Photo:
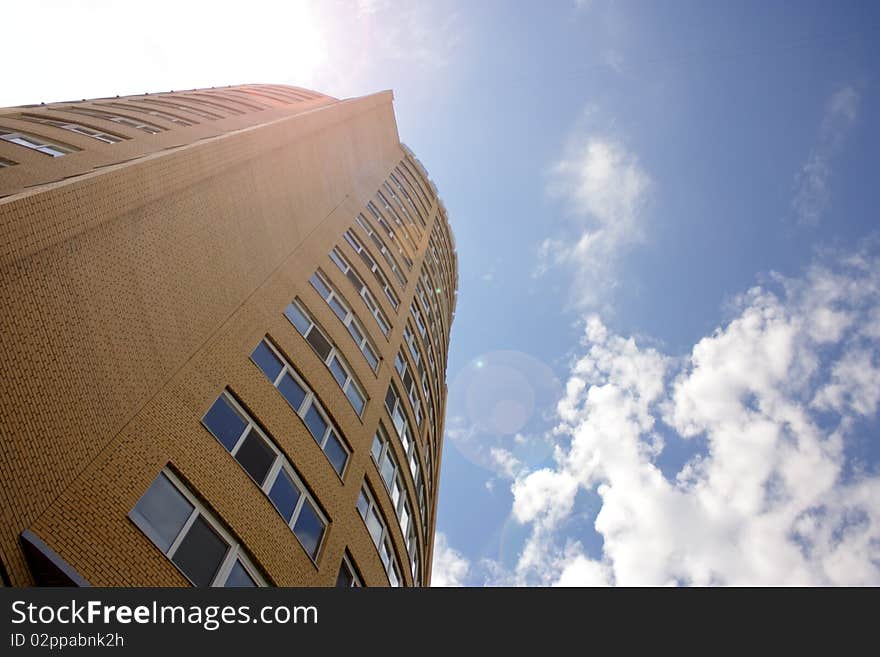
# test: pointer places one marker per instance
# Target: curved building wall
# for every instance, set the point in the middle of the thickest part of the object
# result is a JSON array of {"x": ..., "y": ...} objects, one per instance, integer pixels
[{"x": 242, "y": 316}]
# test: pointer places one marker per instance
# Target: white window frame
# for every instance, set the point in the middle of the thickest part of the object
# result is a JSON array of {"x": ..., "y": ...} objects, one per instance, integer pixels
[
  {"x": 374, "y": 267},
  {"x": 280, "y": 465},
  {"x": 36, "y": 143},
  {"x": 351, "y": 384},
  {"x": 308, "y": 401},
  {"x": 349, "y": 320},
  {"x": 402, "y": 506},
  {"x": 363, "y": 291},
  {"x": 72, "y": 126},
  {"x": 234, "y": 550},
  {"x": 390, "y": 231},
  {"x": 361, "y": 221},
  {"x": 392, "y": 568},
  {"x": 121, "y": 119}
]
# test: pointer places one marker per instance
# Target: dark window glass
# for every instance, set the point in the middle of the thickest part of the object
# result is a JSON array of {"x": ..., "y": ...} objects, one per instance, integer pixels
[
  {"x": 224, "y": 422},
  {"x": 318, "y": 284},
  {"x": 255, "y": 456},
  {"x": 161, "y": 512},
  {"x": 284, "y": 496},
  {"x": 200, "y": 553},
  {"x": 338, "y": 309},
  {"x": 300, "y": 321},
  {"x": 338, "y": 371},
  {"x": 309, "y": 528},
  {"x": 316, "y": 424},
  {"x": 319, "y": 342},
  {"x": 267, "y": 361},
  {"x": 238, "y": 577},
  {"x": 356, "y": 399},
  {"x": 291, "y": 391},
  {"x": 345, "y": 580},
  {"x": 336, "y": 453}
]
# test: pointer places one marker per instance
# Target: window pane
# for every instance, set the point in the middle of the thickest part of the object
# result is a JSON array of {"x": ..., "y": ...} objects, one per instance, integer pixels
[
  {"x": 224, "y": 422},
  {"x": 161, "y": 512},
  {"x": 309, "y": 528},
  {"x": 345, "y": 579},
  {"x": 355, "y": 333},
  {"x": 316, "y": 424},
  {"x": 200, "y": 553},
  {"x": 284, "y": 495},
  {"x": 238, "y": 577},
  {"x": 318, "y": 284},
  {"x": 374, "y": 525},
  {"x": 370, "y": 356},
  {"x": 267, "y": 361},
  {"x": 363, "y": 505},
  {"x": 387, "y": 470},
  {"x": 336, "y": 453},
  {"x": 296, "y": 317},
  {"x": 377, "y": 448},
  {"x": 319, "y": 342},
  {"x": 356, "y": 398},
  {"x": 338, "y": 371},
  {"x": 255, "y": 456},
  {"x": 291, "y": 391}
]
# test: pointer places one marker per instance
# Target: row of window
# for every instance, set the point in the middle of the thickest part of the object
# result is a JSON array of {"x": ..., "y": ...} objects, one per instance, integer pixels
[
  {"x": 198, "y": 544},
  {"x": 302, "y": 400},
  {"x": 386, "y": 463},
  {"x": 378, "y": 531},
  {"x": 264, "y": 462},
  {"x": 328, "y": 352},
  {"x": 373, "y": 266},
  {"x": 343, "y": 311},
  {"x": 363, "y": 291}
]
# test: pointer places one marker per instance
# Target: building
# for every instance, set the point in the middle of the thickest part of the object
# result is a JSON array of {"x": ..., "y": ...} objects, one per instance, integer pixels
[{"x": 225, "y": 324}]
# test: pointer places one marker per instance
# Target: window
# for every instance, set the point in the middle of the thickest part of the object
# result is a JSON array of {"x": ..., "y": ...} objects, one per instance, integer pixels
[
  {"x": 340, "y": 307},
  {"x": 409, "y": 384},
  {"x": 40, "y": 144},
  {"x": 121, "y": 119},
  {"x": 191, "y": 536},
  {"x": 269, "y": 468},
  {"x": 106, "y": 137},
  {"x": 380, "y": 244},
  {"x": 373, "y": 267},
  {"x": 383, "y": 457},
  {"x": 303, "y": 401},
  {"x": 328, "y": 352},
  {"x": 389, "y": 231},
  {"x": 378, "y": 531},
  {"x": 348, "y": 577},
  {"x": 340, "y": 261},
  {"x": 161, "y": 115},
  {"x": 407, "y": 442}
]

▶ _Stated goal_: Retype the data above exactly; pictures are not part of the copy.

▶ _Solution to this task_:
Photo:
# test: pointer places one marker per instance
# Target: curved building wall
# for every instance, set the point in the middle of the thickest part of the object
# result is a JSON array of {"x": ..., "y": ...} objects, one per instance, integer pixels
[{"x": 242, "y": 316}]
# test: pointer places one marker per instance
# Target: white window frame
# for every instance, set the point in the middle of the thickest part of the object
# result is a JSON array of {"x": ..., "y": ...} objects, one per instance, integer pixels
[
  {"x": 374, "y": 267},
  {"x": 280, "y": 465},
  {"x": 36, "y": 143},
  {"x": 351, "y": 384},
  {"x": 308, "y": 401},
  {"x": 349, "y": 320},
  {"x": 402, "y": 506},
  {"x": 363, "y": 291},
  {"x": 72, "y": 126},
  {"x": 234, "y": 550},
  {"x": 390, "y": 231},
  {"x": 361, "y": 221},
  {"x": 392, "y": 568},
  {"x": 121, "y": 119}
]
# test: pointer places one marker per instance
# Target: dark window glass
# for every instance, set the point in the middle of the thickest part of the object
# result is a JSON array of {"x": ..., "y": ...} objects, one per instance, integer pixels
[
  {"x": 224, "y": 422},
  {"x": 318, "y": 284},
  {"x": 255, "y": 456},
  {"x": 161, "y": 512},
  {"x": 284, "y": 496},
  {"x": 200, "y": 553},
  {"x": 338, "y": 309},
  {"x": 300, "y": 321},
  {"x": 338, "y": 371},
  {"x": 309, "y": 528},
  {"x": 316, "y": 424},
  {"x": 319, "y": 342},
  {"x": 267, "y": 361},
  {"x": 238, "y": 577},
  {"x": 356, "y": 399},
  {"x": 291, "y": 391},
  {"x": 345, "y": 580},
  {"x": 336, "y": 453}
]
# test: pointer places one marker per instance
# Target: window pane
# for every instance, set the point in the middle of the thickest part of the object
# result is a JSON array of {"x": ..., "y": ...} objects, one per instance, integer pixels
[
  {"x": 224, "y": 422},
  {"x": 161, "y": 512},
  {"x": 309, "y": 528},
  {"x": 345, "y": 579},
  {"x": 355, "y": 333},
  {"x": 316, "y": 424},
  {"x": 200, "y": 553},
  {"x": 284, "y": 495},
  {"x": 238, "y": 577},
  {"x": 318, "y": 284},
  {"x": 374, "y": 525},
  {"x": 370, "y": 356},
  {"x": 267, "y": 361},
  {"x": 363, "y": 505},
  {"x": 387, "y": 470},
  {"x": 336, "y": 453},
  {"x": 296, "y": 317},
  {"x": 377, "y": 448},
  {"x": 319, "y": 342},
  {"x": 356, "y": 398},
  {"x": 338, "y": 371},
  {"x": 255, "y": 456},
  {"x": 291, "y": 391}
]
# test: pointer places one marker per instance
# Target: row of window
# for every instance, set the point in the middle of the thickest part of the object
# result is a JSON array of {"x": ..., "y": ...} objects, one per instance, integer pixels
[
  {"x": 198, "y": 544},
  {"x": 302, "y": 400},
  {"x": 386, "y": 463},
  {"x": 378, "y": 531},
  {"x": 264, "y": 462},
  {"x": 328, "y": 352},
  {"x": 373, "y": 266},
  {"x": 343, "y": 311},
  {"x": 363, "y": 291}
]
# test: pointer places one marker per instance
# Target: building
# for every instance, set the point in the middle of the thickest part of the object
# result is a JSON array of {"x": ..., "y": ...} objects, one per instance, integer pixels
[{"x": 225, "y": 324}]
# test: pointer places one marker per instance
# Target: window
# for every instance, set the point in the middle of the thickest part of the object
# result is a JSON array of {"x": ..., "y": ...} objects, one per instance, integer pixels
[
  {"x": 340, "y": 307},
  {"x": 409, "y": 384},
  {"x": 40, "y": 144},
  {"x": 121, "y": 119},
  {"x": 191, "y": 536},
  {"x": 269, "y": 468},
  {"x": 106, "y": 137},
  {"x": 380, "y": 244},
  {"x": 373, "y": 267},
  {"x": 383, "y": 457},
  {"x": 303, "y": 401},
  {"x": 328, "y": 352},
  {"x": 389, "y": 231},
  {"x": 378, "y": 531},
  {"x": 348, "y": 577},
  {"x": 340, "y": 261},
  {"x": 161, "y": 115},
  {"x": 407, "y": 442}
]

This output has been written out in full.